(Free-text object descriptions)
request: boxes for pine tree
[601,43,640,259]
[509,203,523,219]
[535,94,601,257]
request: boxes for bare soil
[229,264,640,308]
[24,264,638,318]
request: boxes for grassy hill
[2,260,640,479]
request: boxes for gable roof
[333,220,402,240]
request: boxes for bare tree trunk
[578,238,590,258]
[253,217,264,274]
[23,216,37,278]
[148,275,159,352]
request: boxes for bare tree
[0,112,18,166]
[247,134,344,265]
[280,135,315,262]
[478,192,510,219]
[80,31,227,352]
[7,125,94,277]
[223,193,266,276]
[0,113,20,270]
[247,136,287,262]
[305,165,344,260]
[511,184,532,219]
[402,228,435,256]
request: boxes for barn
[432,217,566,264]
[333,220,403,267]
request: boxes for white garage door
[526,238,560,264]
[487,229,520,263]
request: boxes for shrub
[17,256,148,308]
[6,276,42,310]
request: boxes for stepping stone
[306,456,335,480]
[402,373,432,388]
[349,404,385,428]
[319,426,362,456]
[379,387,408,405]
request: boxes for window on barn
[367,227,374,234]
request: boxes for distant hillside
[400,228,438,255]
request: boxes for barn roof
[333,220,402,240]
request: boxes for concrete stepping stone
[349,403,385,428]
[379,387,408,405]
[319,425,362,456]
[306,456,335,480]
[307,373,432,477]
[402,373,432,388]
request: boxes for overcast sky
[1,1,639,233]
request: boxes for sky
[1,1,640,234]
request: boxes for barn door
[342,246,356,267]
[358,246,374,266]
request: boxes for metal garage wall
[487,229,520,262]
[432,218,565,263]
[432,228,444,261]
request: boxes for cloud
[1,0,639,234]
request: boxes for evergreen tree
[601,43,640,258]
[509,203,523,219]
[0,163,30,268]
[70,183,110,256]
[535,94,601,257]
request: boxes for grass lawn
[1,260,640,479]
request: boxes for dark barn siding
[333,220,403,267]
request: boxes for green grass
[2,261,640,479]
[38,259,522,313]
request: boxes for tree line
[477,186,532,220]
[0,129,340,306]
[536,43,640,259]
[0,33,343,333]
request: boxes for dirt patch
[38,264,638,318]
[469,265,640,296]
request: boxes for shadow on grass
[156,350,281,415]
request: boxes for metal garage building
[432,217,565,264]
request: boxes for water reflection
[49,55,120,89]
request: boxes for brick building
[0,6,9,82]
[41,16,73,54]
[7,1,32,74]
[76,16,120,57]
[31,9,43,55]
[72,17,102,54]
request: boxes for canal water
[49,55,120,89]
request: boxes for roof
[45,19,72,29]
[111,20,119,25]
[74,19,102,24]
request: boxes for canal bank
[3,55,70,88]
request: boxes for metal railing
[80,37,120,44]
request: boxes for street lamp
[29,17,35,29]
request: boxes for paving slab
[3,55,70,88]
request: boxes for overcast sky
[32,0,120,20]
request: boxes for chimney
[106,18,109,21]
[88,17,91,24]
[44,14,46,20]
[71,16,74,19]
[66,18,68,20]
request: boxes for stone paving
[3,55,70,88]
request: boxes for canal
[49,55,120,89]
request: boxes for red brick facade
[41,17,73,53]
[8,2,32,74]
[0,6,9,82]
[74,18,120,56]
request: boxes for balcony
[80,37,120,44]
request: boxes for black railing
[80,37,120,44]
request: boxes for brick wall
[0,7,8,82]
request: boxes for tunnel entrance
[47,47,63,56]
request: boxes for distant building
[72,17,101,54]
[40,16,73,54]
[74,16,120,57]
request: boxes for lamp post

**YOUR ASSIGNMENT**
Whatever appears in the data above must be copied word for word.

**YOUR SOLUTION**
request: boxes for pine tree
[601,43,640,259]
[509,203,523,219]
[535,94,601,257]
request: boxes for bare soil
[229,264,640,308]
[24,264,638,318]
request: boxes for grassy hill
[2,260,640,479]
request: boxes for gable roof
[333,220,402,240]
request: boxes for bare tree trunk
[578,238,590,258]
[253,217,264,274]
[23,216,37,278]
[148,275,159,352]
request: boxes for bare tree
[0,112,18,166]
[247,134,344,265]
[280,135,315,262]
[478,192,510,219]
[80,31,227,352]
[7,125,94,277]
[223,193,266,276]
[0,113,20,270]
[247,136,287,262]
[305,165,344,260]
[511,184,532,219]
[402,228,435,256]
request: boxes for barn
[432,217,566,264]
[333,220,403,267]
request: boxes for white garage door
[526,238,560,264]
[487,229,520,263]
request: boxes for shrub
[17,256,148,308]
[6,276,42,310]
request: boxes for stepping stone
[306,456,335,480]
[402,373,432,388]
[349,404,385,428]
[319,426,362,456]
[379,387,408,405]
request: boxes for window on barn
[367,227,374,234]
request: boxes for distant hillside
[400,228,438,255]
request: boxes for barn roof
[333,220,402,240]
request: boxes for concrete stepping stone
[349,403,385,428]
[379,387,408,405]
[319,425,362,456]
[306,456,335,480]
[307,373,432,477]
[402,373,432,388]
request: boxes for overcast sky
[1,1,639,233]
request: boxes for sky
[1,1,640,234]
request: boxes for barn door
[342,246,356,267]
[358,246,374,266]
request: boxes for metal garage wall
[487,229,520,262]
[432,218,565,263]
[432,228,444,261]
request: boxes for cloud
[1,0,639,234]
request: boxes for evergreen tree
[601,43,640,258]
[509,203,523,219]
[0,163,30,268]
[70,183,110,256]
[535,94,601,257]
request: boxes for grass lawn
[1,260,640,479]
request: boxes for dark barn siding
[333,220,403,267]
request: boxes for green grass
[2,261,640,479]
[38,259,522,313]
request: boxes for tree line
[477,186,532,220]
[0,129,340,306]
[536,43,640,259]
[0,33,343,333]
request: boxes for dirt patch
[38,264,638,318]
[469,265,640,296]
request: boxes for shadow on grass
[156,350,281,415]
request: boxes for metal garage building
[432,217,565,264]
request: boxes for water reflection
[49,55,120,89]
request: boxes for brick building
[0,6,9,82]
[41,16,73,54]
[7,1,32,74]
[76,16,120,57]
[31,9,43,55]
[72,17,102,54]
request: boxes for canal water
[49,55,120,89]
request: boxes for roof
[45,19,72,29]
[111,20,119,25]
[74,19,102,24]
request: boxes for canal bank
[3,55,70,88]
request: boxes for metal railing
[80,37,120,44]
request: boxes for street lamp
[29,17,35,29]
request: boxes for paving slab
[3,55,70,88]
request: boxes for overcast sky
[32,0,120,20]
request: boxes for chimney
[106,18,109,21]
[88,17,91,24]
[44,14,46,20]
[71,16,74,19]
[66,18,68,20]
request: boxes for stone paving
[3,55,70,88]
request: boxes for canal
[49,55,120,89]
request: boxes for red brick facade
[41,17,73,53]
[8,2,32,74]
[0,6,9,82]
[74,18,120,56]
request: boxes for balcony
[80,37,120,44]
request: boxes for black railing
[80,37,120,44]
request: boxes for brick wall
[0,7,8,82]
request: boxes for tunnel entrance
[47,47,63,56]
request: boxes for distant building
[72,17,101,54]
[40,16,73,54]
[74,16,120,57]
request: boxes for lamp post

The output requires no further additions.